• _TASK TO COMPLETE_: Reproduce each entry exactly as it reads. Leave the images out.

(Saved entries)
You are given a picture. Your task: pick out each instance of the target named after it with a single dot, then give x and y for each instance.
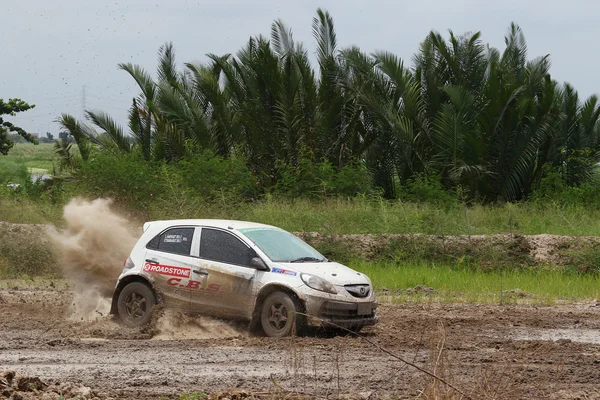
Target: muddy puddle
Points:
(577, 335)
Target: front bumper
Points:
(343, 314)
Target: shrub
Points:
(126, 177)
(321, 179)
(429, 189)
(552, 188)
(211, 176)
(11, 171)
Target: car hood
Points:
(335, 273)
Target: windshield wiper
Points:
(306, 259)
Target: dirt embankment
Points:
(490, 351)
(489, 251)
(28, 249)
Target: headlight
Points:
(318, 283)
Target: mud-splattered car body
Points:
(227, 269)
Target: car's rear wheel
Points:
(278, 315)
(135, 304)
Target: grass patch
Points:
(36, 158)
(362, 215)
(408, 282)
(25, 252)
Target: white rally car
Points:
(240, 270)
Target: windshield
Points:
(282, 246)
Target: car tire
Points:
(135, 304)
(278, 316)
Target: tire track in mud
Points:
(38, 338)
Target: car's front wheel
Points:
(278, 315)
(135, 304)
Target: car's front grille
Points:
(360, 291)
(346, 311)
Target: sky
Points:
(52, 52)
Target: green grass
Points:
(457, 285)
(379, 216)
(343, 216)
(23, 158)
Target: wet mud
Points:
(485, 351)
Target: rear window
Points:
(174, 240)
(223, 247)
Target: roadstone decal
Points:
(167, 270)
(283, 271)
(174, 239)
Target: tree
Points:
(483, 121)
(12, 107)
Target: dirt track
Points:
(489, 352)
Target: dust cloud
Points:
(93, 247)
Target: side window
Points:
(174, 240)
(224, 247)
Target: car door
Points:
(169, 264)
(226, 281)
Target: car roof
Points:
(216, 223)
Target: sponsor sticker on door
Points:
(167, 270)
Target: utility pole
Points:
(83, 102)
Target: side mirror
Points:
(258, 264)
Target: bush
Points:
(552, 188)
(210, 176)
(429, 189)
(11, 171)
(321, 179)
(126, 177)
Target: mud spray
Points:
(93, 246)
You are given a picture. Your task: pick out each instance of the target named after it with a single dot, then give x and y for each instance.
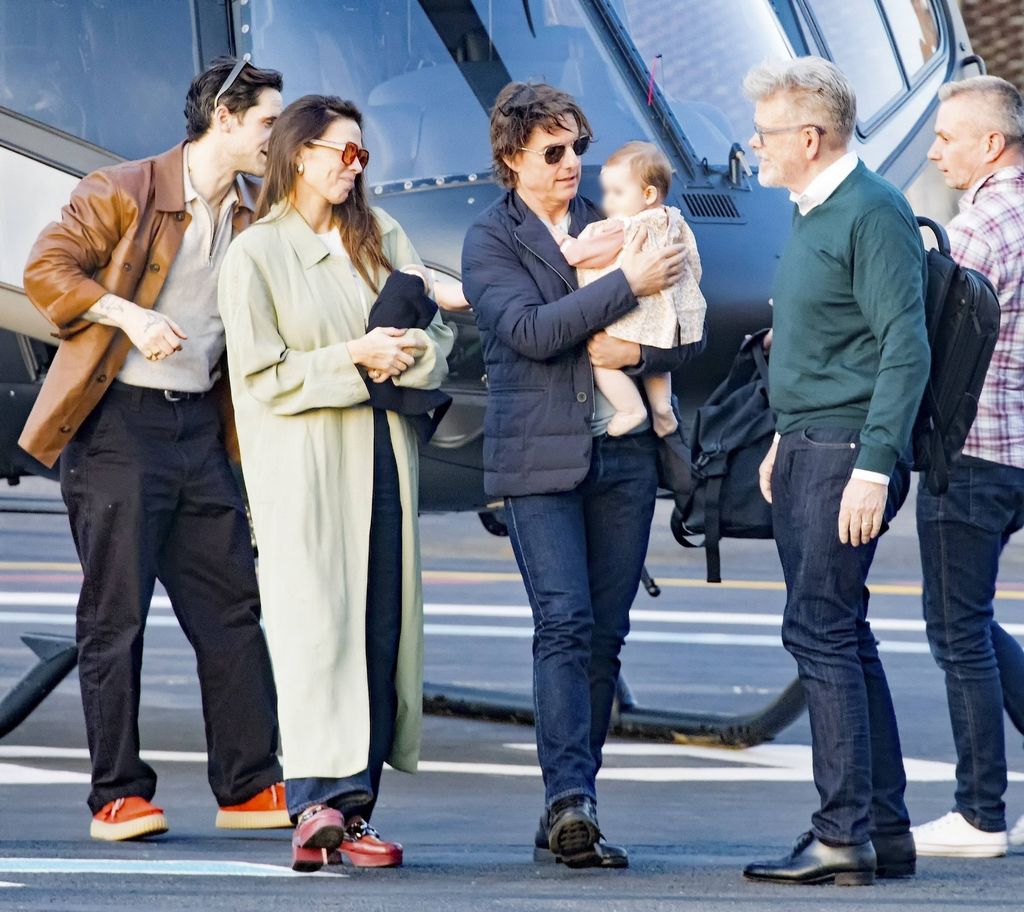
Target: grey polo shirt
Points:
(189, 298)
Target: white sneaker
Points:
(1017, 833)
(952, 835)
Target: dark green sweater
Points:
(850, 349)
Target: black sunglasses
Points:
(554, 154)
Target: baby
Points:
(635, 181)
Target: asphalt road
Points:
(690, 816)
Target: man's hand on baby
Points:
(650, 270)
(606, 351)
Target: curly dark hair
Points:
(520, 109)
(238, 97)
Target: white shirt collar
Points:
(825, 183)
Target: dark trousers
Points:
(858, 765)
(151, 495)
(356, 795)
(581, 554)
(962, 534)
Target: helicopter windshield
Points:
(702, 56)
(425, 74)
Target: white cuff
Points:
(875, 477)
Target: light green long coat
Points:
(306, 438)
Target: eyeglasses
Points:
(761, 132)
(233, 75)
(349, 152)
(554, 154)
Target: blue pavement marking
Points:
(167, 868)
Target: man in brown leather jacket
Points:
(134, 406)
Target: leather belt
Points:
(168, 395)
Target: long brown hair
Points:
(307, 118)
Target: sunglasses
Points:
(241, 64)
(349, 152)
(554, 154)
(761, 132)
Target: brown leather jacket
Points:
(119, 233)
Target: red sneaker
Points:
(316, 835)
(128, 818)
(364, 848)
(264, 811)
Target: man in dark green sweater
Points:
(849, 363)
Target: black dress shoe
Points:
(896, 854)
(813, 862)
(569, 834)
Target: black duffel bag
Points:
(730, 437)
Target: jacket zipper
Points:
(593, 391)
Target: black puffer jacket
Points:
(535, 322)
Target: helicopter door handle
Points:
(977, 60)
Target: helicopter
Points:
(425, 74)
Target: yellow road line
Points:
(880, 589)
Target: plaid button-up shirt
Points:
(988, 235)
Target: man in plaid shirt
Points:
(978, 148)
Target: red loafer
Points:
(128, 818)
(316, 835)
(364, 848)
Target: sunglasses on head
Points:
(349, 152)
(241, 64)
(554, 154)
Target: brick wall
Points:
(996, 30)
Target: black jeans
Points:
(356, 795)
(858, 765)
(150, 496)
(962, 534)
(581, 554)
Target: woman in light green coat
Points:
(332, 482)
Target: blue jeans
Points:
(858, 765)
(581, 554)
(962, 535)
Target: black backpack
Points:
(730, 436)
(963, 316)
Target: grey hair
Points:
(1005, 111)
(818, 88)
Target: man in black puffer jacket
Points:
(579, 503)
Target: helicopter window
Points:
(704, 59)
(859, 45)
(425, 74)
(915, 30)
(105, 72)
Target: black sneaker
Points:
(569, 834)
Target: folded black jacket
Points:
(403, 304)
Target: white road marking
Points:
(520, 612)
(11, 774)
(766, 763)
(170, 867)
(520, 633)
(17, 751)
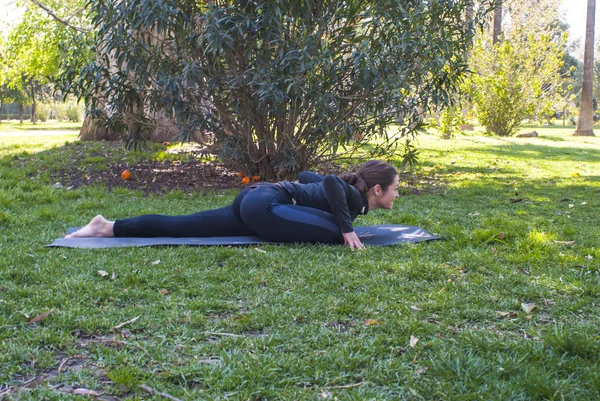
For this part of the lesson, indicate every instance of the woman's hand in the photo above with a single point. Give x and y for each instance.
(352, 240)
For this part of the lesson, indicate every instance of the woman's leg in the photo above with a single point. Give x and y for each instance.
(98, 227)
(222, 222)
(267, 212)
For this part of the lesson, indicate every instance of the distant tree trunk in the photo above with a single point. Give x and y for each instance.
(497, 23)
(33, 110)
(585, 121)
(93, 130)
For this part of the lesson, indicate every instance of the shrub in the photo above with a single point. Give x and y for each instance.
(282, 84)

• _RESULT_:
You are given a picture. Your task: pick out each instance of the target named after it with a single dot, then give x and y for each instance.
Target: muddy puddle
Points:
(577, 335)
Target: front bumper
Points:
(343, 314)
Target: shrub
Points:
(126, 177)
(321, 179)
(429, 189)
(552, 188)
(211, 176)
(11, 171)
Target: car hood
Points:
(335, 273)
Target: windshield wiper
Points:
(306, 259)
Target: dirt embankment
Points:
(490, 351)
(489, 251)
(28, 249)
Target: headlight
Points:
(318, 283)
Target: mud-splattered car body
Points:
(227, 269)
Target: car's rear wheel
Points:
(278, 315)
(135, 304)
Target: grass patch
Points:
(36, 158)
(362, 215)
(408, 282)
(25, 252)
Target: white rally car
Points:
(240, 270)
Target: windshield
Points:
(282, 246)
Target: car tire
Points:
(135, 304)
(278, 316)
Target: tire track in mud
Points:
(38, 338)
Target: car's front wheel
Points:
(278, 315)
(135, 304)
Target: car's front grille
Points:
(360, 291)
(346, 311)
Target: sky
Points:
(52, 52)
Target: green grass
Points:
(457, 285)
(379, 216)
(343, 216)
(23, 158)
Target: wet mud
Points:
(485, 351)
Target: rear window
Points:
(174, 240)
(223, 247)
Target: roadstone decal
Points:
(167, 270)
(283, 271)
(174, 239)
Target: tree
Points:
(483, 121)
(12, 107)
Target: dirt track
Points:
(489, 352)
Target: dust cloud
Points:
(93, 247)
Target: side window
Points:
(174, 240)
(224, 247)
Target: car door
Points:
(169, 264)
(226, 281)
Target: car roof
Points:
(216, 223)
Target: sponsor sticker on door
Points:
(167, 270)
Target: utility pole
Points:
(83, 102)
Target: side mirror
Points:
(258, 264)
Target: bush
Points:
(552, 188)
(210, 176)
(429, 189)
(11, 171)
(321, 179)
(126, 177)
Target: mud spray
Points:
(93, 246)
You are given a picture. Your task: pick out each instance of the target named after it with a single dot, then give x and y for each instance.
Target: grey polo shirt
Points:
(189, 298)
Target: white sneaker
Points:
(1017, 833)
(952, 835)
Target: dark green sweater
Points:
(850, 349)
Target: black sunglasses
Points:
(554, 154)
Target: baby
Points:
(635, 181)
Target: asphalt road
Points:
(690, 816)
Target: man's hand on baby
Points:
(650, 270)
(606, 351)
Target: curly dark hair
Points:
(520, 109)
(238, 97)
Target: white shirt collar
Points:
(825, 183)
Target: dark trousers
Points:
(858, 765)
(151, 495)
(356, 795)
(581, 554)
(962, 534)
Target: helicopter windshield
Points:
(702, 56)
(425, 74)
Target: white cuff
Points:
(875, 477)
Target: light green long coat
Points:
(306, 438)
Target: eyeglasses
Points:
(761, 132)
(233, 75)
(349, 152)
(554, 154)
Target: blue pavement marking
Points:
(167, 868)
Target: man in brown leather jacket
Points:
(134, 406)
Target: leather belt
Points:
(168, 395)
Target: long brown hair
Points:
(307, 118)
Target: sunglasses
Points:
(241, 64)
(349, 152)
(554, 154)
(761, 132)
Target: brown leather jacket
Points:
(119, 233)
Target: red sneaker
Points:
(316, 835)
(128, 818)
(364, 848)
(264, 811)
Target: man in dark green sweater
Points:
(849, 363)
Target: black dress shoe
Points:
(896, 854)
(813, 862)
(569, 834)
Target: black duffel bag
Points:
(730, 437)
Target: jacket zipper
Points:
(593, 391)
Target: black puffer jacket
Points:
(535, 322)
Target: helicopter door handle
Points:
(977, 60)
Target: helicopter
Points:
(425, 74)
Target: yellow road line
Points:
(880, 589)
Target: plaid button-up shirt
Points:
(988, 235)
Target: man in plaid shirt
Points:
(978, 148)
Target: red loafer
Points:
(128, 818)
(316, 835)
(364, 848)
Target: sunglasses on head
Points:
(349, 152)
(241, 64)
(554, 154)
Target: brick wall
Points:
(996, 30)
Target: black jeans
Points:
(356, 795)
(858, 765)
(150, 496)
(962, 534)
(581, 554)
Target: woman in light green coat
Points:
(332, 482)
Target: blue jeans
Points:
(858, 765)
(581, 554)
(962, 535)
Target: black backpack
Points:
(730, 436)
(963, 316)
Target: grey hair
Points:
(1005, 111)
(818, 88)
Target: man in black puffer jacket
Points:
(579, 503)
Target: helicopter window
Points:
(704, 59)
(859, 45)
(425, 74)
(915, 30)
(105, 72)
Target: black sneaker
Points:
(569, 834)
Target: folded black jacket
Points:
(403, 304)
Target: white road marking
Points:
(520, 612)
(11, 774)
(766, 763)
(170, 867)
(520, 633)
(17, 751)
For this part of the lesson, indicate every instance of the woman's hand in the photo above with a single point. Give x and y for each instance.
(352, 240)
For this part of the lesson, indicate every instance of the woman's leg in the photo above with a single point. Give x and y for each instance.
(98, 227)
(222, 222)
(267, 212)
For this part of the lesson, indicate every instance of the distant tree trunk in the photo above with a single point. Give x and y for each instance.
(497, 23)
(33, 110)
(585, 121)
(93, 130)
For this part of the lesson, indicate every instance of the shrub in the photo above with a single point. Give x and y for each instance.
(282, 84)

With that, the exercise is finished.